- _Exercise instructions_
Could you write out the records as a numbered list, starting with their first line and going on through the line with "point(160, 96)", with blank lines and pictures left out?

- _Information provided_
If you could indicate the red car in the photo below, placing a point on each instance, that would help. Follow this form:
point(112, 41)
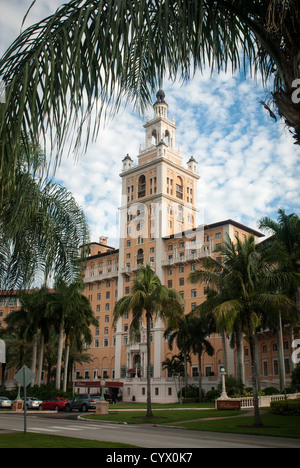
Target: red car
point(56, 403)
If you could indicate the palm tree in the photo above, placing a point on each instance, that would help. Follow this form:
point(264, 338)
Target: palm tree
point(200, 329)
point(253, 286)
point(77, 326)
point(128, 48)
point(68, 305)
point(149, 299)
point(286, 232)
point(180, 333)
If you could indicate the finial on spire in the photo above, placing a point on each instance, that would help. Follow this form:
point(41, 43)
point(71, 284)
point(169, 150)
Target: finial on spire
point(160, 96)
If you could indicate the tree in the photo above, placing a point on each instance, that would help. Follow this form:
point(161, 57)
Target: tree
point(149, 299)
point(253, 286)
point(41, 225)
point(286, 232)
point(200, 329)
point(128, 48)
point(180, 333)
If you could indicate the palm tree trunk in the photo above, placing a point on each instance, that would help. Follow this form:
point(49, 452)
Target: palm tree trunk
point(200, 375)
point(281, 355)
point(67, 353)
point(224, 349)
point(257, 363)
point(59, 356)
point(240, 357)
point(149, 409)
point(41, 358)
point(257, 418)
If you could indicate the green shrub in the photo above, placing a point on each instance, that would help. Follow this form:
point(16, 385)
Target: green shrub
point(271, 391)
point(212, 395)
point(286, 407)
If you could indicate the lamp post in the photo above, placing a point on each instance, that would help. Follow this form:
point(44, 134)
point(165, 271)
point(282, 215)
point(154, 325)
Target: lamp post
point(224, 395)
point(102, 392)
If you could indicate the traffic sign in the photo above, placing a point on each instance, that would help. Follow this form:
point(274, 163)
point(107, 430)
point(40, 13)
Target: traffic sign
point(24, 376)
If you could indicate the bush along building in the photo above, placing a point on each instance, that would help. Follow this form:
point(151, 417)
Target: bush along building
point(159, 227)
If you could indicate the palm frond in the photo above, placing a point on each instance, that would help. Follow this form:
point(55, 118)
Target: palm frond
point(69, 72)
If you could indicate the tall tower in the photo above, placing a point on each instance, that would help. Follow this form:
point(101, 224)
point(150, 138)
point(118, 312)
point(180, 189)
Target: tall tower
point(159, 199)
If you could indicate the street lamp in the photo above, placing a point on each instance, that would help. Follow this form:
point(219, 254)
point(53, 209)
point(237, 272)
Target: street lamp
point(224, 395)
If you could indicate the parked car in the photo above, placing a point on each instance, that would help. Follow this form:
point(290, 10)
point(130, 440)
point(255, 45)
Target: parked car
point(32, 403)
point(5, 402)
point(56, 404)
point(83, 402)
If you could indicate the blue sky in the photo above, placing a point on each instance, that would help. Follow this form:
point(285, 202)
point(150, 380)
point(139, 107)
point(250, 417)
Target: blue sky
point(248, 164)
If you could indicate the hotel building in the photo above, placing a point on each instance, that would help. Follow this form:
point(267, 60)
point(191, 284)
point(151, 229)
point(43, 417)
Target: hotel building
point(159, 227)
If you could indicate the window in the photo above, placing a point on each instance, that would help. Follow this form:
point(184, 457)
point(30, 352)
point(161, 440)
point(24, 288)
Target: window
point(265, 369)
point(179, 188)
point(142, 186)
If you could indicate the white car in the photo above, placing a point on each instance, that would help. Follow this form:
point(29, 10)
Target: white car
point(5, 402)
point(32, 403)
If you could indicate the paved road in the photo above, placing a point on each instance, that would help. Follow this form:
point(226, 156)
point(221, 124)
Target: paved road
point(140, 435)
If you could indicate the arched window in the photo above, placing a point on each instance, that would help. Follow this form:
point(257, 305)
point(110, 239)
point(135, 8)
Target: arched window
point(142, 186)
point(140, 256)
point(179, 188)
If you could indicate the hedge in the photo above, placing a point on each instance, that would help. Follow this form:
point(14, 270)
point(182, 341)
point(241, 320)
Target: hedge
point(286, 407)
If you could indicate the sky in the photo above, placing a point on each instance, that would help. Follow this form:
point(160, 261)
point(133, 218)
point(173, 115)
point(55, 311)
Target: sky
point(248, 164)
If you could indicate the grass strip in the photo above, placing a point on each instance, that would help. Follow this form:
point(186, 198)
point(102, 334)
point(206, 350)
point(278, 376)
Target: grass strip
point(32, 440)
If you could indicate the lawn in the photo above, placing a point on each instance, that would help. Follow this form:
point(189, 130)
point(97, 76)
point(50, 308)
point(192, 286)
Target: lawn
point(29, 440)
point(274, 425)
point(166, 416)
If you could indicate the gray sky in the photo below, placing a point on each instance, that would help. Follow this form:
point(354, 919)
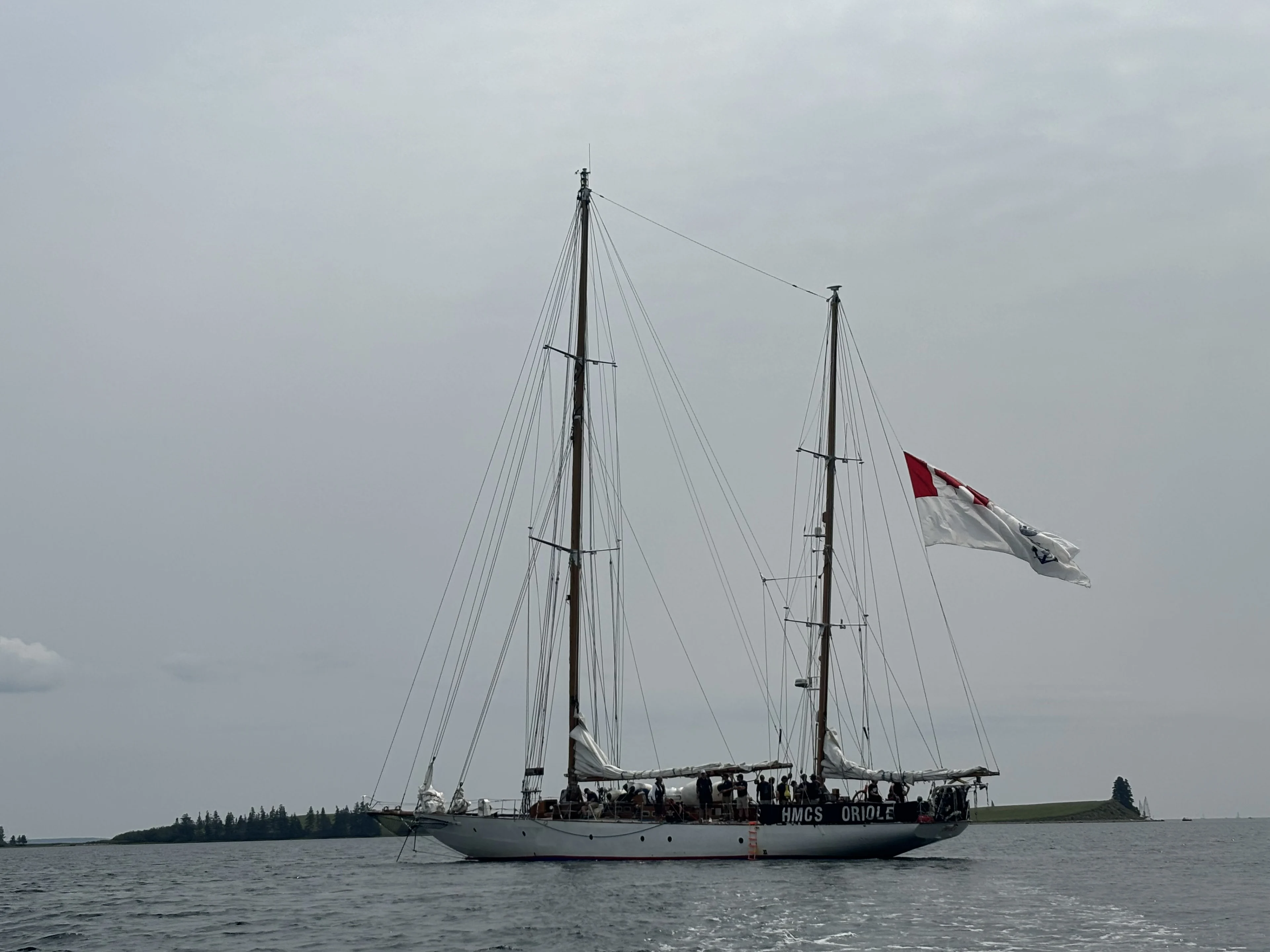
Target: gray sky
point(267, 275)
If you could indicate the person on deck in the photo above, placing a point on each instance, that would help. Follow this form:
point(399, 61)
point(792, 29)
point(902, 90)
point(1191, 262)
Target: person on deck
point(726, 793)
point(813, 790)
point(705, 796)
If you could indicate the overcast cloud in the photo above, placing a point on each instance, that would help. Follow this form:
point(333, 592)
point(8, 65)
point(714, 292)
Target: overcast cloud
point(267, 273)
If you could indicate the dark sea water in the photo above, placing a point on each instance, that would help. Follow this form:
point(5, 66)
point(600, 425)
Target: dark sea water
point(1202, 885)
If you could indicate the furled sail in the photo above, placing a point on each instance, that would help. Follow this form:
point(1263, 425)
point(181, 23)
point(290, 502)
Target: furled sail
point(836, 765)
point(592, 763)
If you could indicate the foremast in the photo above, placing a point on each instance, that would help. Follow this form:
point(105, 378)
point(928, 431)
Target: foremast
point(577, 432)
point(822, 714)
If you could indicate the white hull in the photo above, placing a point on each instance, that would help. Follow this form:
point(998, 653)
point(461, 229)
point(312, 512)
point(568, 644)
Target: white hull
point(524, 838)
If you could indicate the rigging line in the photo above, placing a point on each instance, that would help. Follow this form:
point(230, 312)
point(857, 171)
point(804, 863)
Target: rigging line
point(680, 638)
point(726, 489)
point(694, 497)
point(837, 663)
point(652, 737)
point(730, 596)
point(768, 701)
point(904, 597)
point(498, 669)
point(966, 685)
point(501, 509)
point(715, 251)
point(872, 694)
point(895, 559)
point(472, 516)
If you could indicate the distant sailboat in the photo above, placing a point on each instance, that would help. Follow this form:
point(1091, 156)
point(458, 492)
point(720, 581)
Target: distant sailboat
point(578, 539)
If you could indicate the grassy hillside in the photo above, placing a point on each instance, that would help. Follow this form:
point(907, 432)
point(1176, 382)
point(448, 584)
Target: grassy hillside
point(1076, 812)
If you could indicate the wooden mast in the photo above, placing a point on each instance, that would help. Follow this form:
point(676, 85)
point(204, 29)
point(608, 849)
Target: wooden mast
point(822, 714)
point(577, 436)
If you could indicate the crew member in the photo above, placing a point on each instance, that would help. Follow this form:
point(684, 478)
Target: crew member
point(705, 795)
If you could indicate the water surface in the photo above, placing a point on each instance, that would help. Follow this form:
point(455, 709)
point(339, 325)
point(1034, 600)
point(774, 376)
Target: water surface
point(1201, 885)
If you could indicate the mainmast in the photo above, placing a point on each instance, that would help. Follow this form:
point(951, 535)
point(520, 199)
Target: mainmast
point(577, 436)
point(822, 714)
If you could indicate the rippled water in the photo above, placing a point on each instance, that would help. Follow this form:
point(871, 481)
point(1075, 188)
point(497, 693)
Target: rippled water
point(1201, 885)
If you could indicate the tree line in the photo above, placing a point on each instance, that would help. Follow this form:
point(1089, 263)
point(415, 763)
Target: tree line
point(275, 823)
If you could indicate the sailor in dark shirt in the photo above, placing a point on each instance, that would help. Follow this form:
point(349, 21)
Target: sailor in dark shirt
point(813, 790)
point(705, 795)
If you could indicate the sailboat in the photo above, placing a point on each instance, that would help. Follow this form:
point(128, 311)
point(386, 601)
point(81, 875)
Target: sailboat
point(576, 542)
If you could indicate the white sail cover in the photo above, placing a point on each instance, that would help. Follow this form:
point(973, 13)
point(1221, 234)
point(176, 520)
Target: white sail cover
point(592, 763)
point(952, 513)
point(836, 765)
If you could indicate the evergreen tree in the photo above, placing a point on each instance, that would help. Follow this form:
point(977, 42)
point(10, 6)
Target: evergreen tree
point(1123, 794)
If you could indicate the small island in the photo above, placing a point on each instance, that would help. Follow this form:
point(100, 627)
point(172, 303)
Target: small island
point(275, 823)
point(1119, 809)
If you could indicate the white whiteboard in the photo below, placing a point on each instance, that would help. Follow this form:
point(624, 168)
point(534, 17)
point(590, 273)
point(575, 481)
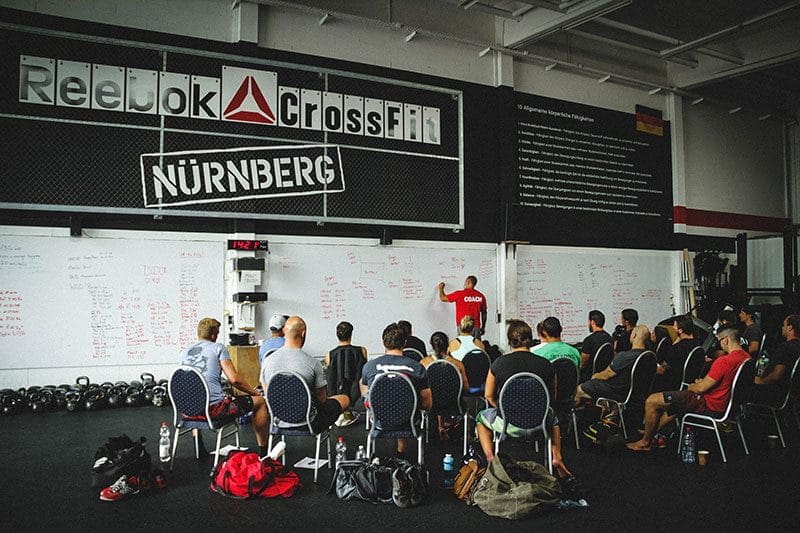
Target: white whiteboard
point(569, 284)
point(83, 302)
point(372, 286)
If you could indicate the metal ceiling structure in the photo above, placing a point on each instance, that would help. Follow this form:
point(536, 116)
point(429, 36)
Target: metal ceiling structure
point(737, 54)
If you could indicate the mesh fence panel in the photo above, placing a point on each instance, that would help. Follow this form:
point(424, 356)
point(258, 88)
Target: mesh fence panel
point(74, 157)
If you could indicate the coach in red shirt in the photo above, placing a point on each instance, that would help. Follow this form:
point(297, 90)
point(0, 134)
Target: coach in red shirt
point(709, 395)
point(468, 302)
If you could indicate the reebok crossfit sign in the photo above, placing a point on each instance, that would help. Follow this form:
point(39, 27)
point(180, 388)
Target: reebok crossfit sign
point(198, 177)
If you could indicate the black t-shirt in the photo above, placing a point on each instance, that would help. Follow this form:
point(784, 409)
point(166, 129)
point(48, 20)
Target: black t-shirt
point(515, 362)
point(675, 356)
point(786, 354)
point(593, 342)
point(417, 344)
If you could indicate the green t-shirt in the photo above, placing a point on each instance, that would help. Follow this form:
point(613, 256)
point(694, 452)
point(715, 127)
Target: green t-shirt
point(554, 350)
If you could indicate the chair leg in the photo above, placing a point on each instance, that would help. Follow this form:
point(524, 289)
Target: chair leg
point(741, 434)
point(575, 430)
point(174, 448)
point(778, 425)
point(219, 443)
point(316, 457)
point(466, 432)
point(719, 441)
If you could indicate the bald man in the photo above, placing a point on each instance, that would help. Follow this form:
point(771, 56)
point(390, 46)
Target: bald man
point(291, 358)
point(614, 381)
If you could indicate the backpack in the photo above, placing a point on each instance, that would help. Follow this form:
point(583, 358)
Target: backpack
point(466, 481)
point(515, 490)
point(243, 475)
point(120, 456)
point(409, 485)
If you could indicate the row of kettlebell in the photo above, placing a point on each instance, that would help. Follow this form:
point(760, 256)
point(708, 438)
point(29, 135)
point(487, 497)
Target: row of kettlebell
point(84, 395)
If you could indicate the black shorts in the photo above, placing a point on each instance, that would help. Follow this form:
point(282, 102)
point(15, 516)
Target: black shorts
point(327, 413)
point(231, 406)
point(682, 402)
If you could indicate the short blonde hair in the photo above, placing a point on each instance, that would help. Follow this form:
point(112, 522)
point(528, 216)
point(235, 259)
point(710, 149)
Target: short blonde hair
point(467, 324)
point(207, 327)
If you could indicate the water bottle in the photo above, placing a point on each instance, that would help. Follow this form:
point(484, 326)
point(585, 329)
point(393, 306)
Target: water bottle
point(688, 455)
point(341, 450)
point(762, 365)
point(164, 449)
point(361, 454)
point(449, 467)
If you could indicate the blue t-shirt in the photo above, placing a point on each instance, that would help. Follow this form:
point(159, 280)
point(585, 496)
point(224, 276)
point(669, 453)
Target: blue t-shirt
point(268, 346)
point(206, 357)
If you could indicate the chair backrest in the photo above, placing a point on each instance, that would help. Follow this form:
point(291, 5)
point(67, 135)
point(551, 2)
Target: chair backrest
point(693, 366)
point(288, 399)
point(793, 384)
point(524, 401)
point(446, 386)
point(413, 353)
point(602, 357)
point(566, 380)
point(476, 365)
point(742, 386)
point(643, 373)
point(663, 345)
point(189, 394)
point(393, 401)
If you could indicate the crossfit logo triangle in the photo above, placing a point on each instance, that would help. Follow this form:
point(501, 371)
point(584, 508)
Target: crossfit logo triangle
point(249, 104)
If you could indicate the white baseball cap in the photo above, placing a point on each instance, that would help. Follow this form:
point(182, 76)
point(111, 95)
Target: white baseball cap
point(277, 322)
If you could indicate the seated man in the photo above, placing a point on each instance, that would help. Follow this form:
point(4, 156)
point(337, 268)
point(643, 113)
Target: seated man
point(709, 395)
point(344, 364)
point(669, 371)
point(394, 339)
point(212, 359)
point(275, 339)
point(628, 319)
point(520, 339)
point(614, 381)
point(465, 342)
point(552, 347)
point(324, 410)
point(771, 386)
point(411, 341)
point(597, 337)
point(752, 333)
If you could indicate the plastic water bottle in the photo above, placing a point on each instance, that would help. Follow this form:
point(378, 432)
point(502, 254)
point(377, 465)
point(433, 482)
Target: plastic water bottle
point(164, 448)
point(448, 465)
point(688, 455)
point(361, 454)
point(341, 450)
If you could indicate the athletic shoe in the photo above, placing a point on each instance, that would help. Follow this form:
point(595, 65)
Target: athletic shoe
point(121, 488)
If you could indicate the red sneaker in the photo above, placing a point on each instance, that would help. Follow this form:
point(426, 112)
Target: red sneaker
point(121, 488)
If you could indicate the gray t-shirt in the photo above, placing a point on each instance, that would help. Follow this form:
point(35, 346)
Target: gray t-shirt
point(297, 361)
point(206, 357)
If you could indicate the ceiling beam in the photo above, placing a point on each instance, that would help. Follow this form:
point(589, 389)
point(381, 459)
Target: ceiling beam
point(633, 47)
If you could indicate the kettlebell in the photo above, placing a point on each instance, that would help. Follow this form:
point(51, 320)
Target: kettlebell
point(74, 401)
point(133, 397)
point(94, 399)
point(35, 402)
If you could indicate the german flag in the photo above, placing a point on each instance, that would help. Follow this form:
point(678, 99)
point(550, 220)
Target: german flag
point(649, 121)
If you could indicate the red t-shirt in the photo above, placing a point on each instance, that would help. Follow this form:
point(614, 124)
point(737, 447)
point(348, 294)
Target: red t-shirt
point(468, 302)
point(723, 370)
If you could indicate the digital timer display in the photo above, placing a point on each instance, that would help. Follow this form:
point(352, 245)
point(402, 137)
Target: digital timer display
point(247, 245)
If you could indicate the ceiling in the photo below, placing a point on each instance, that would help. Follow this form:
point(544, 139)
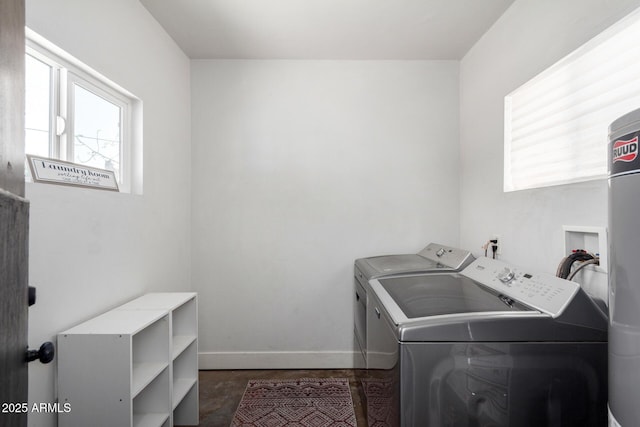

- _Completed task_
1. If you could indicate the red car in the photo below, placing a point on each instance, that would help. Follow this form:
2. point(112, 41)
3. Target: red car
4. point(56, 403)
5. If you could indicate the palm tree in the photo above, placing a point on each instance, that would help. Follow this form:
6. point(264, 338)
7. Target: palm tree
8. point(200, 329)
9. point(253, 286)
10. point(77, 326)
11. point(128, 48)
12. point(68, 305)
13. point(149, 299)
14. point(286, 232)
15. point(180, 333)
16. If you could indicate the finial on spire in the photo above, placing a point on each instance, that would help. Follow this form:
17. point(41, 43)
18. point(71, 284)
19. point(169, 150)
20. Target: finial on spire
21. point(160, 96)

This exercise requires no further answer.